═══ Document excerpt ═══

Professor,
Bioinformatics Center,
Institute for Chemical Research, Kyoto University

Integration of Genomics and Chemistry by Reaction Networks


    The macromolecular structures of DNAs, RNAs, and proteins are determined by template-based syntheses of replication, transcription, and translation, which represent the processes of genetic information transmission and expression as shown by the central dogma of molecular biology. In contrast, the structures of carbohydrates, lipids, and various secondary metabolites are determined, not by template structures, but by biosynthetic pathways. Such biosynthetic codes are far more complex than genetic codes, and our knowledge is still quite limited. Bacteria and plants are known to produce diverse substances, many of which have medical and pharmaceutical relevance, including antibiotics and crude drugs. With the complete genome sequences becoming available for an increasing number of organisms, it should in principle become possible to infer a complete set of biochemical substances produced by each organism, and furthermore to infer a set of xenobiotic substances that are degraded by an organism. We are thus developing new bioinformatics approaches for integrated analyses of genomic and chemical (environmental) information by organizing our knowledge on biosynthetic and biodegradation pathways, which will be used in practical applications of drug discovery and drug design.

    Our current knowledge on the universe of enzymatic reactions is represented by the set of EC (Enzyme Commission) numbers. The EC numbers are given to distinguish enzymatic reactions (chemical information), but they are also utilized as identifiers of enzymes and enzyme genes (genomic information). This duality of the EC numbers makes it possible to link the genomic repertoire of enzyme genes to the chemical repertoire of endogenous and exogenous substances. We have thus far developed methods to compare chemical compound structures and to classify chemical transformation patterns in enzymatic reactions, which have been used to automatically assign EC numbers given chemical structures of substrates and products. These methods enable us to convert a set of chemical compound structures to a set of enzyme genes through a network of reactions, and vice versa. In other words, the chemcal information can be used to decipher the genome, and the genomic information can be used to predict chemical structures. The results of this research project is incorporated in KEGG, a database system developed by our group and used worldwide as a knowledge information infrastructure for genome science.

═══

### Work item
Could you reproduce the whole research overview above on integrating genomics and chemistry through reaction networks, word for word and unchanged?

═══ The data ═══

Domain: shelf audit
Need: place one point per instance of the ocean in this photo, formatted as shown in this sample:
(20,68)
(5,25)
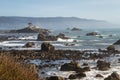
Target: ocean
(78,39)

═══

### Output
Professor,
Bioinformatics Center,
Institute for Chemical Research, Kyoto University

Integration of Genomics and Chemistry by Reaction Networks


    The macromolecular structures of DNAs, RNAs, and proteins are determined by template-based syntheses of replication, transcription, and translation, which represent the processes of genetic information transmission and expression as shown by the central dogma of molecular biology. In contrast, the structures of carbohydrates, lipids, and various secondary metabolites are determined, not by template structures, but by biosynthetic pathways. Such biosynthetic codes are far more complex than genetic codes, and our knowledge is still quite limited. Bacteria and plants are known to produce diverse substances, many of which have medical and pharmaceutical relevance, including antibiotics and crude drugs. With the complete genome sequences becoming available for an increasing number of organisms, it should in principle become possible to infer a complete set of biochemical substances produced by each organism, and furthermore to infer a set of xenobiotic substances that are degraded by an organism. We are thus developing new bioinformatics approaches for integrated analyses of genomic and chemical (environmental) information by organizing our knowledge on biosynthetic and biodegradation pathways, which will be used in practical applications of drug discovery and drug design.

    Our current knowledge on the universe of enzymatic reactions is represented by the set of EC (Enzyme Commission) numbers. The EC numbers are given to distinguish enzymatic reactions (chemical information), but they are also utilized as identifiers of enzymes and enzyme genes (genomic information). This duality of the EC numbers makes it possible to link the genomic repertoire of enzyme genes to the chemical repertoire of endogenous and exogenous substances. We have thus far developed methods to compare chemical compound structures and to classify chemical transformation patterns in enzymatic reactions, which have been used to automatically assign EC numbers given chemical structures of substrates and products. These methods enable us to convert a set of chemical compound structures to a set of enzyme genes through a network of reactions, and vice versa. In other words, the chemcal information can be used to decipher the genome, and the genomic information can be used to predict chemical structures. The results of this research project is incorporated in KEGG, a database system developed by our group and used worldwide as a knowledge information infrastructure for genome science.